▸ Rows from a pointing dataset
START

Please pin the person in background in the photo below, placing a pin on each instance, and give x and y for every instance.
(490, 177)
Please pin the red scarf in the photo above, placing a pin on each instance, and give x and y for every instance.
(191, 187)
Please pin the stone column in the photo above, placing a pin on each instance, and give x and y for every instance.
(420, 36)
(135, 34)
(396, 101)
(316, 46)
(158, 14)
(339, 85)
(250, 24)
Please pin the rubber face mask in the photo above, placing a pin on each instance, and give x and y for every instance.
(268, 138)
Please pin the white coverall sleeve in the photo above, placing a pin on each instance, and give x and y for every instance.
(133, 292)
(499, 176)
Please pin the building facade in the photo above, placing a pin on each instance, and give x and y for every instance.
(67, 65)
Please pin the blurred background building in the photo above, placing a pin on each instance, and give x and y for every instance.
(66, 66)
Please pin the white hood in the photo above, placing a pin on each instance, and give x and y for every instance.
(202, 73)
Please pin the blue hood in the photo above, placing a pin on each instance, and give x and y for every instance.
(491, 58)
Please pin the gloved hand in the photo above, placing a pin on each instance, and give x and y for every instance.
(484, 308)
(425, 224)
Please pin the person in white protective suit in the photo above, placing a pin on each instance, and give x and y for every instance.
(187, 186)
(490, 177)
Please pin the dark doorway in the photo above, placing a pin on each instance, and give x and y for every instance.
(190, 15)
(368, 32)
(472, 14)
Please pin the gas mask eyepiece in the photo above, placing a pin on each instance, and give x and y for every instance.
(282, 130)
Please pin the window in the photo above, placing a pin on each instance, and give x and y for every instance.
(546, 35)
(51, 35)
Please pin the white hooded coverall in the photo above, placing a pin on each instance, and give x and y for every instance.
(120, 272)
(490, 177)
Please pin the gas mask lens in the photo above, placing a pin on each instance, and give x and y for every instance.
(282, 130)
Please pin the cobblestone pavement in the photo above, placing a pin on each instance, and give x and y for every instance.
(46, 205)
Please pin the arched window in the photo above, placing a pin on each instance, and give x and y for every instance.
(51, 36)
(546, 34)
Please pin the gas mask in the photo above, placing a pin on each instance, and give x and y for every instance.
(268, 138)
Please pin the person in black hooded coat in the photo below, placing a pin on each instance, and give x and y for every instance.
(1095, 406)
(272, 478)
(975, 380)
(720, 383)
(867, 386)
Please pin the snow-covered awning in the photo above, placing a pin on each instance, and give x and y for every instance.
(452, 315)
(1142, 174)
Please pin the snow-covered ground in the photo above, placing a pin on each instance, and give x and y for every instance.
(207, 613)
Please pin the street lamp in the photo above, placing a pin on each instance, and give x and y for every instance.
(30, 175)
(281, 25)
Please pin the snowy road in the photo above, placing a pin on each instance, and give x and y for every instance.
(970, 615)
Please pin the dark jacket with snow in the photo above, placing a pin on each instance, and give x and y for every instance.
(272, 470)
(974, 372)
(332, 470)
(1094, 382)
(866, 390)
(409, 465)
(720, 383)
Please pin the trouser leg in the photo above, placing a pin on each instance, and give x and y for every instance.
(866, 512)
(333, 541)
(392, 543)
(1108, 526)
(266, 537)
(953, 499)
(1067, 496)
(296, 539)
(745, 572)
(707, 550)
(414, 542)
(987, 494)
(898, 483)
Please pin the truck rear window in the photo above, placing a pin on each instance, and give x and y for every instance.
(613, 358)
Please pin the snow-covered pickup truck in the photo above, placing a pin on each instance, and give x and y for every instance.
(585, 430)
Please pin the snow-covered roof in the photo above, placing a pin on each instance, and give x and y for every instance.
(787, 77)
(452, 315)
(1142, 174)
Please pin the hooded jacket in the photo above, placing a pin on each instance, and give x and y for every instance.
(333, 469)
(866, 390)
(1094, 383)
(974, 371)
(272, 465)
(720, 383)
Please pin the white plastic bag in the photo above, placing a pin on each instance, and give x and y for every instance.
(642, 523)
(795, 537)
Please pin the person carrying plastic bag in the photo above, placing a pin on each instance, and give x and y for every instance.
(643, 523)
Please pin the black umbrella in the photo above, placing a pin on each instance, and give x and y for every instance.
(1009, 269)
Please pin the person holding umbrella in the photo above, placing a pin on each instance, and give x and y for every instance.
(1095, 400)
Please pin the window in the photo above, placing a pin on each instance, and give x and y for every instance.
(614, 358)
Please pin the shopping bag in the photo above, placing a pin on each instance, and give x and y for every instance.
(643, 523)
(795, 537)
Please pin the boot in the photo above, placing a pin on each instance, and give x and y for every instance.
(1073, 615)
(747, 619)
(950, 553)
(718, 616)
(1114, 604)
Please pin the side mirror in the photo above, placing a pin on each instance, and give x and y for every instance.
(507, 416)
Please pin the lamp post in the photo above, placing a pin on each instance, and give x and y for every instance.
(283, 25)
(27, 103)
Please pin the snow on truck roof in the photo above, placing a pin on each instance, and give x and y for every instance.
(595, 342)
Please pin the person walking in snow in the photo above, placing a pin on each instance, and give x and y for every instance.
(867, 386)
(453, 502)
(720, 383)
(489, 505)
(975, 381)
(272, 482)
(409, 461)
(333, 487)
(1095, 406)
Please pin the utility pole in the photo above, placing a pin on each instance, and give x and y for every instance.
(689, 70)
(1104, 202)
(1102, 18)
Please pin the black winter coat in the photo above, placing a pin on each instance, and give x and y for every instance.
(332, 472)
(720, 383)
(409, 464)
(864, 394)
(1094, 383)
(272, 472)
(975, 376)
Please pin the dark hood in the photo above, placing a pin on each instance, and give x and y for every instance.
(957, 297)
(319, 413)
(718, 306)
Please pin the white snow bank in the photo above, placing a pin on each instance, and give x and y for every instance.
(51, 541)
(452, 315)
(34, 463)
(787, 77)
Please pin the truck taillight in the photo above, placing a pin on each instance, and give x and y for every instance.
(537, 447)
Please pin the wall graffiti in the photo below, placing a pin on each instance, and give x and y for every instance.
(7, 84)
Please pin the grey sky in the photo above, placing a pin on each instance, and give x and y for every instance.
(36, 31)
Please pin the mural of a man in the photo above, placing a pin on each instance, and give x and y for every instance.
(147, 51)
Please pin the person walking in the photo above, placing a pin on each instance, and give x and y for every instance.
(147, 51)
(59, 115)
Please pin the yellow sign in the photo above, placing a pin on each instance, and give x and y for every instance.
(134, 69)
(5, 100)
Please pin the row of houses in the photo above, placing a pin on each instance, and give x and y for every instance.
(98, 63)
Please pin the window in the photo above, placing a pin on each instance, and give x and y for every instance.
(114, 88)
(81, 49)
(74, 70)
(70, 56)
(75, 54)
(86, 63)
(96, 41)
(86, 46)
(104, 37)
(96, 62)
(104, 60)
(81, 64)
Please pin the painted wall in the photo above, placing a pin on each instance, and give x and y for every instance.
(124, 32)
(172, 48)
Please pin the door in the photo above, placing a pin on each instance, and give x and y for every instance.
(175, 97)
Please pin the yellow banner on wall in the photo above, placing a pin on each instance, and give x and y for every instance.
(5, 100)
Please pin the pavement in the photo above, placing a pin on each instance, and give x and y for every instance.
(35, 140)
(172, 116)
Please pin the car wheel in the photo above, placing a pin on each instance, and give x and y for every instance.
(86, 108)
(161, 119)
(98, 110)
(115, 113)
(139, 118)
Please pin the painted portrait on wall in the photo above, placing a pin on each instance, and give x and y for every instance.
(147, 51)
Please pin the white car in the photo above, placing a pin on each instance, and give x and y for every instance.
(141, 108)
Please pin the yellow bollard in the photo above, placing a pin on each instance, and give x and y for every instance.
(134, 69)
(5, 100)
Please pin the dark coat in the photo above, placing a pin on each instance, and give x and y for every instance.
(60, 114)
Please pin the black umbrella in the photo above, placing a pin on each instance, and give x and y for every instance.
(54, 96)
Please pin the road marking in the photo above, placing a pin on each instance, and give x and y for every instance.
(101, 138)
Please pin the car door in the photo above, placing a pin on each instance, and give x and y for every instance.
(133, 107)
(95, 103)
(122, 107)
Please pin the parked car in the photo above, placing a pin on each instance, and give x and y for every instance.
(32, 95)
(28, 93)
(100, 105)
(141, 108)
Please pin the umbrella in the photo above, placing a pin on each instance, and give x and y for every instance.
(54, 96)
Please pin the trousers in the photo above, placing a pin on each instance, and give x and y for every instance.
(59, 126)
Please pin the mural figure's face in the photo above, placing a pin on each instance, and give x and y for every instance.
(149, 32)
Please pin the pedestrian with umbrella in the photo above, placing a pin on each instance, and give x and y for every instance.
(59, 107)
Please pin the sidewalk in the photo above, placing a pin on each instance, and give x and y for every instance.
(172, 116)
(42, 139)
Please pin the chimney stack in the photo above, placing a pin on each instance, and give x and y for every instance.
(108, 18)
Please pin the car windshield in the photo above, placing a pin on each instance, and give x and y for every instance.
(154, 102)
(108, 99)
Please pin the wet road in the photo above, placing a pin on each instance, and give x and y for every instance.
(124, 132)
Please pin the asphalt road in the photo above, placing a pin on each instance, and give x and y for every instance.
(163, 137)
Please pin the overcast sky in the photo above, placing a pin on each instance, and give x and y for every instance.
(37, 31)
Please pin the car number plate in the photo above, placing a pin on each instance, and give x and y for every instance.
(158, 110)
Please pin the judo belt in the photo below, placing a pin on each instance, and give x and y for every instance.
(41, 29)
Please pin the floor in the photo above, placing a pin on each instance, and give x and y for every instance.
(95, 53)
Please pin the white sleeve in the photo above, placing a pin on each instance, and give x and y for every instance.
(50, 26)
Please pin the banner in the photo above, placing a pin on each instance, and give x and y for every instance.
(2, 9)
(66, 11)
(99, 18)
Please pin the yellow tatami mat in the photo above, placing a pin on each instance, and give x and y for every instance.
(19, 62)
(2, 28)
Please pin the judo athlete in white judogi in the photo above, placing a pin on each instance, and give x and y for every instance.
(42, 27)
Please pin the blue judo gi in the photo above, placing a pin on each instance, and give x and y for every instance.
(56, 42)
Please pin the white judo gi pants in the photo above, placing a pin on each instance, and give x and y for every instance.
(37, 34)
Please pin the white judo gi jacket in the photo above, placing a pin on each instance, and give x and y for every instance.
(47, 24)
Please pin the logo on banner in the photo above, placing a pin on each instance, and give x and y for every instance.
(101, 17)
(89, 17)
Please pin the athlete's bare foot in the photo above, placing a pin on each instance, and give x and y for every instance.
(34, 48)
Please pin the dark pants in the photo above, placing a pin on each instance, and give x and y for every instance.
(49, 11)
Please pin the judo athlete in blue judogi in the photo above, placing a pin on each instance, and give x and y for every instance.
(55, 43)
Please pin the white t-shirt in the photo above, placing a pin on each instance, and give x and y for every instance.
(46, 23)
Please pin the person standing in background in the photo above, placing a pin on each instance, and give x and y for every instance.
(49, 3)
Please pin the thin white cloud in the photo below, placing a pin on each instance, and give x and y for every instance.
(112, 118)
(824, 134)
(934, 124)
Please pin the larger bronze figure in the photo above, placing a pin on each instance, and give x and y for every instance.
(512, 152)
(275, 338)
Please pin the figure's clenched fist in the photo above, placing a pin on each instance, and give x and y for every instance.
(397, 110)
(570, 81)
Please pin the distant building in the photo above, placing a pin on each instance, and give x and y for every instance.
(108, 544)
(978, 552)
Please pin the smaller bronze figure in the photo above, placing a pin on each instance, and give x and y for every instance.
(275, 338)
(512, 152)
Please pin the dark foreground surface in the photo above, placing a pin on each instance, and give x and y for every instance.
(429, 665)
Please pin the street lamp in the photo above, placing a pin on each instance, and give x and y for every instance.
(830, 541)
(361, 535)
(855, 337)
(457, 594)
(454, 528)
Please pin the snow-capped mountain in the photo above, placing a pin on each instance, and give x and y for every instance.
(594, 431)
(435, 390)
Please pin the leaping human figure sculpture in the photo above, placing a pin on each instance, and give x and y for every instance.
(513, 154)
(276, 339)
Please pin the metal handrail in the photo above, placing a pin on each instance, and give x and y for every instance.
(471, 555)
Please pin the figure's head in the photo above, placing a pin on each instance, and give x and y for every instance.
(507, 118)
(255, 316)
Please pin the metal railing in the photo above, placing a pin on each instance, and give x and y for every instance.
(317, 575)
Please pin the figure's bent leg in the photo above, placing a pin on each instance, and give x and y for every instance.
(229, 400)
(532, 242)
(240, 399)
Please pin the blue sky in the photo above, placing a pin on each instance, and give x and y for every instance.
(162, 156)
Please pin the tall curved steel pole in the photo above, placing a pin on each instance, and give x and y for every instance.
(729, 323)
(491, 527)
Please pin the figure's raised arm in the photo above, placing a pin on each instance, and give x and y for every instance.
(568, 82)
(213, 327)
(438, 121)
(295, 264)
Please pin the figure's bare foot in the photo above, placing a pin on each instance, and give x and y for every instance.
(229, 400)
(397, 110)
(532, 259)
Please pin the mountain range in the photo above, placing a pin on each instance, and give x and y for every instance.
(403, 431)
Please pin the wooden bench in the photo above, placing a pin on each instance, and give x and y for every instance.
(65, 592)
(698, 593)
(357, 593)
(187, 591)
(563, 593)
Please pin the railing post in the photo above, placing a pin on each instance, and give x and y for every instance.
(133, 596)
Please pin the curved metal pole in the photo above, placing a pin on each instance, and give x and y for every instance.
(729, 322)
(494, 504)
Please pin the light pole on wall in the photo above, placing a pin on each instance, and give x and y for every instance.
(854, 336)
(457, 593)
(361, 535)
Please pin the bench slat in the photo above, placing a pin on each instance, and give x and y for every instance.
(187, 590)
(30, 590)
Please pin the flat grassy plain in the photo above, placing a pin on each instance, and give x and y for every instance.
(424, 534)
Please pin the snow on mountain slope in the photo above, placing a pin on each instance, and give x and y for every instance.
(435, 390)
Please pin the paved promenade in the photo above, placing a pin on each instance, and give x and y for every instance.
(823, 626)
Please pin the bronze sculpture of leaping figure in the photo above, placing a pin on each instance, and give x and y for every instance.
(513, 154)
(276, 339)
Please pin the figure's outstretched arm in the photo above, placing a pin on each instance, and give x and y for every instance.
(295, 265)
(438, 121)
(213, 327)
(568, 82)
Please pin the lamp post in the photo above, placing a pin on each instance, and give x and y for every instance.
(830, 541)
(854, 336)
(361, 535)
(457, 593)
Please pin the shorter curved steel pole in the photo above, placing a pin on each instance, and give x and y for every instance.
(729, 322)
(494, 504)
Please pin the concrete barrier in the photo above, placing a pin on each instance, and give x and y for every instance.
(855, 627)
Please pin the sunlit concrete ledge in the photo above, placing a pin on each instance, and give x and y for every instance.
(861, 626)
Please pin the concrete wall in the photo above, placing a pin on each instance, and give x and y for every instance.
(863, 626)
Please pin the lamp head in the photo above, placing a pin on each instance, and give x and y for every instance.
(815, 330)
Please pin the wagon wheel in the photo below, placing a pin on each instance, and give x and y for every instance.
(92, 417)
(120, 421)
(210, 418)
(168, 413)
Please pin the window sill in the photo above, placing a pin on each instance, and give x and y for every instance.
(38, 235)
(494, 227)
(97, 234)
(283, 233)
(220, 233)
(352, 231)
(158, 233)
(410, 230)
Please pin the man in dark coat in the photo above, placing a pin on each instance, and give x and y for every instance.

END

▸ TASK DETAILS
Starting with the line that contains "Please pin the bench", output every line through the end of the listing above, unchanged.

▸ EXPECTED OUTPUT
Please pin the bench slat in the photo above, placing a pin on each instance, and give x and y for every instance.
(187, 590)
(30, 590)
Please pin the flat grassy plain in the photo above, placing a pin on each instance, and give x and y for every instance.
(424, 534)
Please pin the snow on mountain slope in the photo above, placing a pin on each instance, and give x and y for every instance.
(435, 390)
Please pin the paved promenade in the photo above, placing a pin on each instance, and give x and y for every instance.
(823, 626)
Please pin the bronze sculpture of leaping figure in the photo above, placing a pin on each instance, and give x and y for every instance.
(513, 154)
(276, 339)
Please pin the figure's outstretched arm in the photo above, placing a pin on each instance, and give x and y for every instance.
(295, 265)
(438, 121)
(213, 327)
(568, 82)
Please pin the lamp post in the photo above, placing a pin on each instance, and give x and y for every instance.
(830, 541)
(854, 336)
(361, 535)
(457, 593)
Please pin the shorter curved steel pole in the photo above, placing a pin on each instance, and give x and y for every instance.
(729, 322)
(494, 504)
Please pin the concrete barrier in the photo above, placing a pin on each instance, and give x and y for every instance.
(855, 627)
Please pin the sunlit concrete ledge in the photo above, placing a pin on each instance, and give x and y for every instance.
(861, 626)
Please pin the concrete wall in the photo above, placing a pin on each instance, and give x and y for every instance.
(863, 626)
Please pin the lamp head in the photo above, placing a pin on each instance, and give x and y for every instance.
(815, 330)
Please pin the wagon wheel in the photo below, placing a pin on each instance, and give x and y for every instance.
(92, 417)
(120, 421)
(210, 418)
(168, 413)
Please pin the window sill in the photo above, placing a pin on each instance, and give x and y for every instance.
(38, 235)
(494, 227)
(97, 234)
(283, 233)
(220, 233)
(352, 231)
(158, 233)
(410, 230)
Please pin the man in dark coat in the photo above, placing a pin on each instance, and give x and y for every instance.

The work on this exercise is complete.